--- Work instruction ---
Restate word for word the span that opens with the line containing "833L393 815H355L331 841L346" and closes with the final line of the data; give only those lines.

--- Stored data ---
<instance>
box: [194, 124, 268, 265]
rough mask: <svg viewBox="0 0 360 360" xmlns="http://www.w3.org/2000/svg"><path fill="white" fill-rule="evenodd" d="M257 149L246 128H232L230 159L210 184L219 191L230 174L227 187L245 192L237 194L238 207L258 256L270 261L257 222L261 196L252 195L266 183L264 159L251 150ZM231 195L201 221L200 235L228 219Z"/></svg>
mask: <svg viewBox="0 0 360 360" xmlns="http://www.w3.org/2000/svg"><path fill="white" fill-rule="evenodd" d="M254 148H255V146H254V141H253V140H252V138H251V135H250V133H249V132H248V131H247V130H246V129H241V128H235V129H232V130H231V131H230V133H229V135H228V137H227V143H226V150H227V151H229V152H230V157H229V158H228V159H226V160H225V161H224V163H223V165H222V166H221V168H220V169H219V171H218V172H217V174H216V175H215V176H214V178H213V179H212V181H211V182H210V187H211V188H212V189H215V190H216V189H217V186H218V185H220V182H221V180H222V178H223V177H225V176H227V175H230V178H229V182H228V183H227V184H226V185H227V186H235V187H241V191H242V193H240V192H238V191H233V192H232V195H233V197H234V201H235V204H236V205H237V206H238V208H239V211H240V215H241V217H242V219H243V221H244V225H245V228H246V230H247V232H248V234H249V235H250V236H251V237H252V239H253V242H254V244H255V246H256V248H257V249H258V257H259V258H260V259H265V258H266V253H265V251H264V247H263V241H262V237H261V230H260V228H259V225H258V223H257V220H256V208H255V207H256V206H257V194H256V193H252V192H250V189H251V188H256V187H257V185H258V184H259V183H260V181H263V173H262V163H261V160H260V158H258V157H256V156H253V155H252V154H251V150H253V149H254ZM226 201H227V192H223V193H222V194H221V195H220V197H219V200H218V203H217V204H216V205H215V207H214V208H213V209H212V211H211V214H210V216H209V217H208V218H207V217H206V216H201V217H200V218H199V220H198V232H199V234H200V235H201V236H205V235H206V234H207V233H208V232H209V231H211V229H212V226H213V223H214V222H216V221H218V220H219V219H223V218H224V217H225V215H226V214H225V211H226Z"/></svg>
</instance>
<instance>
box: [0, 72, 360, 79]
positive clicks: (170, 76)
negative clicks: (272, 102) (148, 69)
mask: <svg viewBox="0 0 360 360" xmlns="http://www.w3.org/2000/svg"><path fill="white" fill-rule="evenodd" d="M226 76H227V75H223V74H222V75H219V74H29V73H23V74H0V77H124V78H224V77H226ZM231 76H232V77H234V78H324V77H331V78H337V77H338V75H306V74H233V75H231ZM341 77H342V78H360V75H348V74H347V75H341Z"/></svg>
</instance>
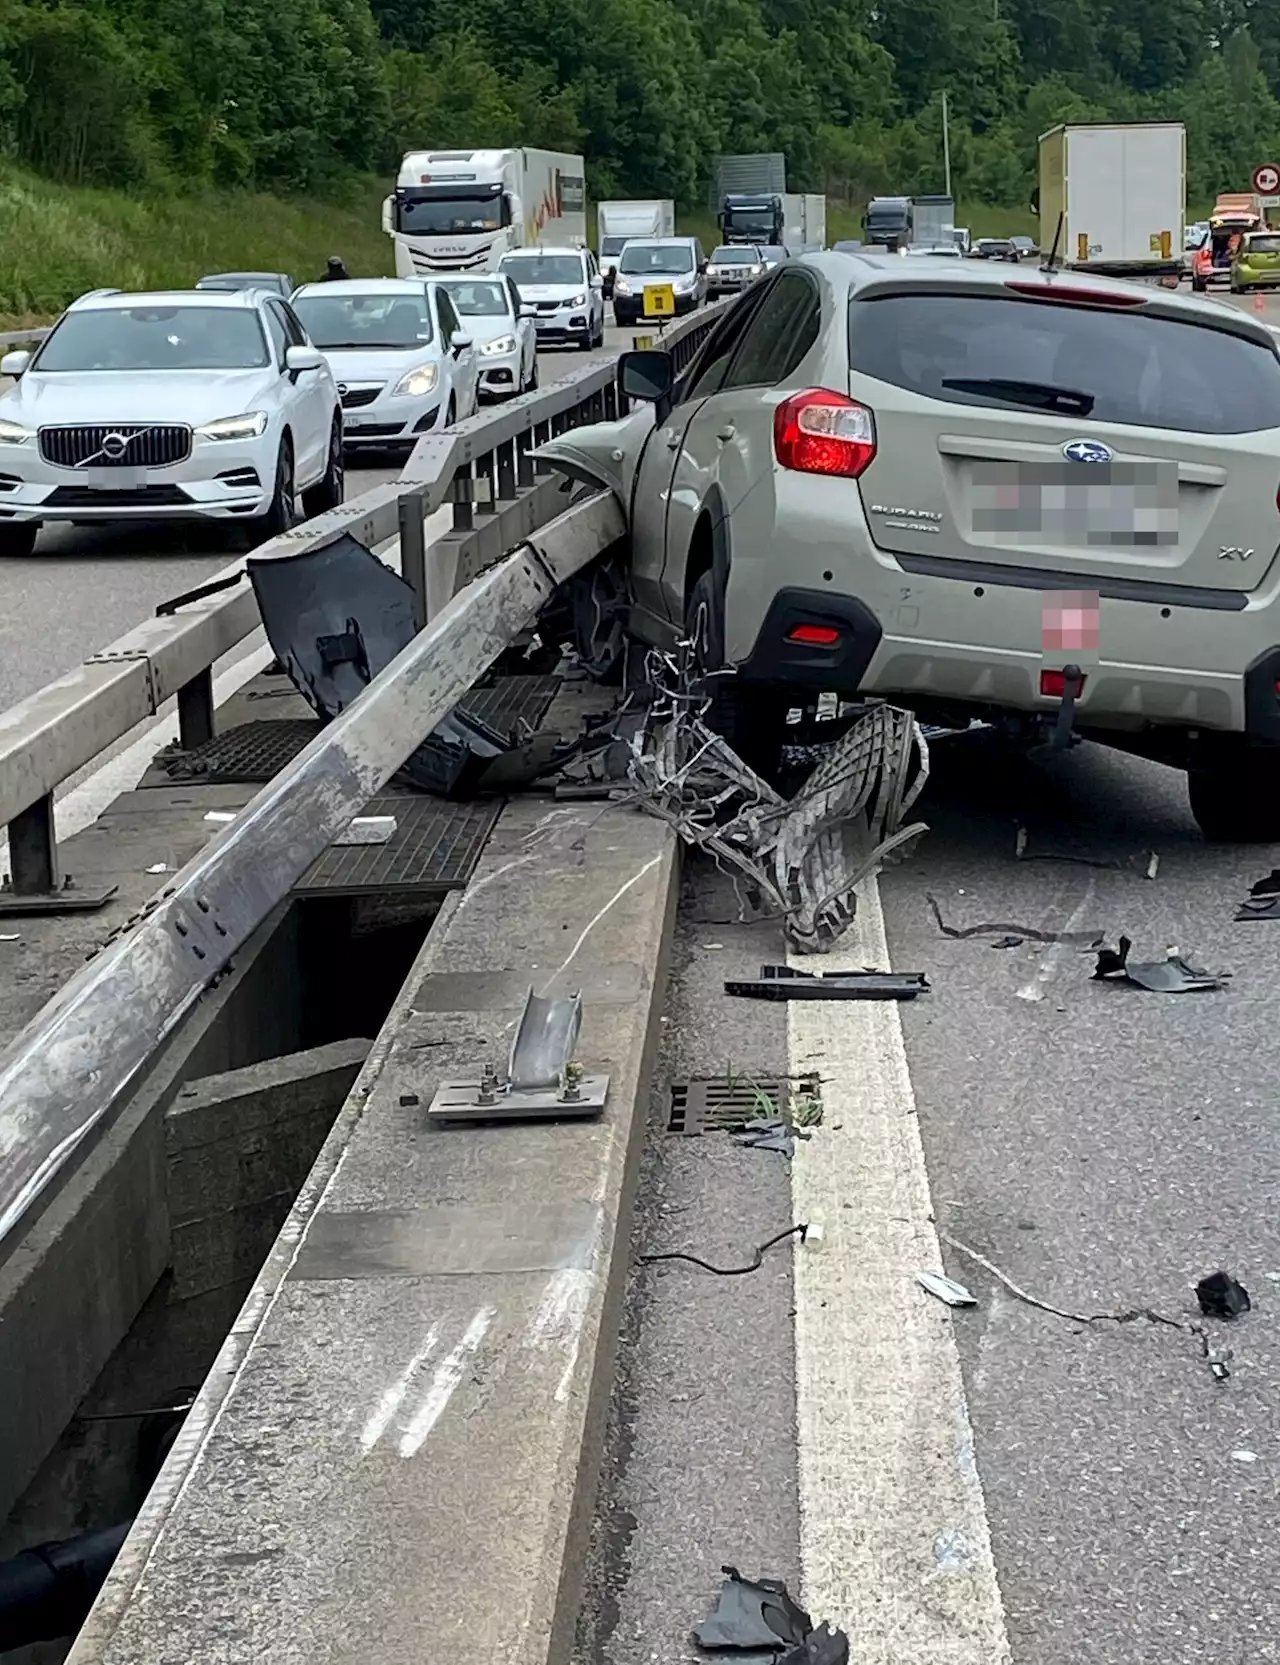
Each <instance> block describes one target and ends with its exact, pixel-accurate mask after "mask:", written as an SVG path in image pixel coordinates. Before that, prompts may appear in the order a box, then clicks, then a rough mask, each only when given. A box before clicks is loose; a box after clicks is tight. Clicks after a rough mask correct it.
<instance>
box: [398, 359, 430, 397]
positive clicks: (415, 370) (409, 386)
mask: <svg viewBox="0 0 1280 1665" xmlns="http://www.w3.org/2000/svg"><path fill="white" fill-rule="evenodd" d="M438 381H439V370H438V366H436V365H419V366H418V368H416V370H411V371H409V373H408V375H406V376H401V378H399V381H398V383H396V385H394V388H391V393H393V395H396V393H408V396H409V398H411V400H419V398H421V396H423V395H424V393H434V390H436V383H438Z"/></svg>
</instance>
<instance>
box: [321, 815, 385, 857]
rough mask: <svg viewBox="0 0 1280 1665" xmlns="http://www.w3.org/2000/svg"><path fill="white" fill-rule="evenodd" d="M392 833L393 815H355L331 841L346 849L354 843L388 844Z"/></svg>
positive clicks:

--- Output ---
rough mask: <svg viewBox="0 0 1280 1665" xmlns="http://www.w3.org/2000/svg"><path fill="white" fill-rule="evenodd" d="M392 833L393 815H355L331 841L346 849L354 843L388 844Z"/></svg>
positive clicks:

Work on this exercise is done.